++++ Given passage

HDS also re-iterated their stance that Dynamic Provisioning will be available on AMS2000 in the 2nd half of this year. (See my prior post on this subject for more information).

HDS also mentioned that the AMS2000 now supports external authentication infrastructure for storage managers and will support Common Criteria Certification for more stringent data security needs. The external authentication will be available in the second half of the year.

I find the DC version pretty interesting and signals a renewed interest in telecom OEM applications for this mid-range storage subsystem. Unclear to me whether this is a significant market for HDS. The 2500DC only supports 4Gps FC and is packaged with a Cisco MDS 9124 SAN switch. DC powered storage is also more energy efficient than AC storage.

Other than that the Common Criteria Certification can be a big thing for those companies or government entitities with significant interest in secure data centers. There was no specific time frame for this certification but presumably they have started the process.

As for the rest of this, it’s a pretty straightforward refresh.

++++++++
++++ Provided data

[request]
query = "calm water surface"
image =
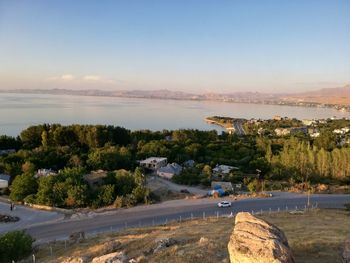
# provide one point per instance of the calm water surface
(18, 111)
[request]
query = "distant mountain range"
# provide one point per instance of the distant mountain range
(337, 97)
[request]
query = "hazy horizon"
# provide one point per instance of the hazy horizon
(190, 46)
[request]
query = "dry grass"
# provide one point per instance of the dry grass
(314, 237)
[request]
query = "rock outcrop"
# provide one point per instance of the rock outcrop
(255, 240)
(75, 260)
(346, 251)
(116, 257)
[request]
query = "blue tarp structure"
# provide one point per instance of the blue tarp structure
(217, 190)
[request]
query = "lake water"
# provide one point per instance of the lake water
(18, 111)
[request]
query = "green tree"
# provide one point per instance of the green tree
(22, 186)
(15, 245)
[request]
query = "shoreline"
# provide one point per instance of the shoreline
(338, 107)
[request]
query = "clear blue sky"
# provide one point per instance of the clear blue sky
(192, 45)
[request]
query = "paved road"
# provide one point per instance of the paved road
(174, 210)
(28, 217)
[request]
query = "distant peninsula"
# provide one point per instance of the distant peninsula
(338, 98)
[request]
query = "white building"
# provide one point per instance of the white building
(4, 180)
(169, 171)
(45, 173)
(154, 163)
(282, 131)
(223, 169)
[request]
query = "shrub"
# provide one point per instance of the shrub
(15, 245)
(118, 202)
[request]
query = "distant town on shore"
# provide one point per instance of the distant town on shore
(337, 98)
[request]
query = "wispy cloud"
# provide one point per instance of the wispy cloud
(68, 77)
(76, 80)
(92, 78)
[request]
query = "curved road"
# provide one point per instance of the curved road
(178, 210)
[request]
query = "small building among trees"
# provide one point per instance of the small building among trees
(154, 163)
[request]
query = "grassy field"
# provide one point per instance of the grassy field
(315, 236)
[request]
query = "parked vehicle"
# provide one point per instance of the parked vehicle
(224, 204)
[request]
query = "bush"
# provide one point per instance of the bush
(119, 202)
(15, 245)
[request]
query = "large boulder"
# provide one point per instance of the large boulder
(116, 257)
(346, 251)
(255, 240)
(75, 260)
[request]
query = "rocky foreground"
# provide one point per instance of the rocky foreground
(255, 240)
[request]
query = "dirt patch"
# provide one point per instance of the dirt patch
(315, 236)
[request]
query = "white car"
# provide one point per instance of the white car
(224, 204)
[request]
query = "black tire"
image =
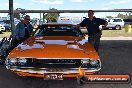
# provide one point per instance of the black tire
(118, 27)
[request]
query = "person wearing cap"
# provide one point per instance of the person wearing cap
(94, 33)
(22, 31)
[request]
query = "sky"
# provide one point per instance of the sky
(69, 5)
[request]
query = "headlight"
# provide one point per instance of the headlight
(22, 61)
(93, 62)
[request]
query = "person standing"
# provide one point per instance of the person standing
(92, 24)
(23, 31)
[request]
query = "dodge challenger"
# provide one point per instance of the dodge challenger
(53, 52)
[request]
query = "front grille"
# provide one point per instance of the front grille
(53, 63)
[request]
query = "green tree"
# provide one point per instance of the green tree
(51, 17)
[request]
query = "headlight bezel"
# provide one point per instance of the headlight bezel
(17, 61)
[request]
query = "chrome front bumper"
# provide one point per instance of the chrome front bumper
(54, 70)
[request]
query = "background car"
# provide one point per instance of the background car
(2, 28)
(55, 51)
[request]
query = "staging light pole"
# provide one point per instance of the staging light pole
(11, 12)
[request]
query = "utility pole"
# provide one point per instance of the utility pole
(11, 15)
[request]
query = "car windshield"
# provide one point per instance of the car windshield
(58, 30)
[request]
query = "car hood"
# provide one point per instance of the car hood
(54, 47)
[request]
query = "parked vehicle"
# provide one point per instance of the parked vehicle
(55, 51)
(2, 28)
(128, 21)
(115, 23)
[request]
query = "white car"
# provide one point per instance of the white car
(115, 23)
(2, 28)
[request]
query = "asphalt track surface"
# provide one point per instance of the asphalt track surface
(116, 57)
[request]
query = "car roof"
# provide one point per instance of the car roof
(66, 24)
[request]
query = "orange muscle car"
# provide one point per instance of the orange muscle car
(54, 51)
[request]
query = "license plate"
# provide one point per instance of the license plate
(53, 76)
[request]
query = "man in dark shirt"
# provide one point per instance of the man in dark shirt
(92, 24)
(23, 31)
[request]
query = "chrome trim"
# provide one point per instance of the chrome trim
(45, 70)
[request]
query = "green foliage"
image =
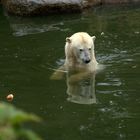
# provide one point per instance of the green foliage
(11, 123)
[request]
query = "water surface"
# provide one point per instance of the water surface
(31, 47)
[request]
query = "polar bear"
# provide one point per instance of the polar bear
(80, 56)
(79, 52)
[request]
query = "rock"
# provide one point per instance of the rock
(43, 7)
(119, 1)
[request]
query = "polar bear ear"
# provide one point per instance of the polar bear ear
(93, 37)
(68, 40)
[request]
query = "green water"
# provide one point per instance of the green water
(31, 47)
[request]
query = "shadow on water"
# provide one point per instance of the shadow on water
(30, 46)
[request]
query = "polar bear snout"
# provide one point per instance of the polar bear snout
(85, 56)
(87, 61)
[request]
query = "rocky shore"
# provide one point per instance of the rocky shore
(44, 7)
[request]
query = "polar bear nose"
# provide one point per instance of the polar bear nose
(87, 61)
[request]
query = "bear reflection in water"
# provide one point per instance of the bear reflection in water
(81, 90)
(80, 85)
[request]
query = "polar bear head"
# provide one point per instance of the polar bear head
(79, 48)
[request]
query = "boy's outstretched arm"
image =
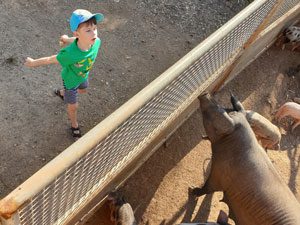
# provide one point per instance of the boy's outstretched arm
(30, 62)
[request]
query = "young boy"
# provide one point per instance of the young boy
(76, 60)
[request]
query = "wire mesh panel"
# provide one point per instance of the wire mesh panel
(75, 185)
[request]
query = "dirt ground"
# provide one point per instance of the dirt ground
(158, 191)
(34, 125)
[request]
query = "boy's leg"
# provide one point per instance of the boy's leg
(70, 97)
(82, 87)
(72, 113)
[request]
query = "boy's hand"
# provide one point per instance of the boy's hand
(63, 40)
(29, 62)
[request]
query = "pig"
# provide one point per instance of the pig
(121, 211)
(291, 109)
(241, 169)
(222, 220)
(265, 131)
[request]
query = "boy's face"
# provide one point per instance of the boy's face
(86, 33)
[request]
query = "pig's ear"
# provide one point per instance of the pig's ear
(224, 123)
(236, 104)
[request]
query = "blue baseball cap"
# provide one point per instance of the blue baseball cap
(80, 16)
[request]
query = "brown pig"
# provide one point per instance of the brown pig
(265, 131)
(291, 109)
(121, 211)
(253, 189)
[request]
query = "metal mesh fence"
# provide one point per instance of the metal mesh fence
(68, 191)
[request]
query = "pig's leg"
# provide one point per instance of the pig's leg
(206, 189)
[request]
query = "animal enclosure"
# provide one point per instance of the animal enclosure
(151, 116)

++++++++

Goals:
1. In the storage post, what SAN switch is the 2500DC packaged with?
2. Rewrite the storage post starting at "Other than that" and ending at "started the process.", swapping "government" for "public-sector".

Answer list:
1. A Cisco MDS 9124 SAN switch.

2.
Other than that the Common Criteria Certification can be a big thing for those companies or public-sector entitities with significant interest in secure data centers. There was no specific time frame for this certification but presumably they have started the process.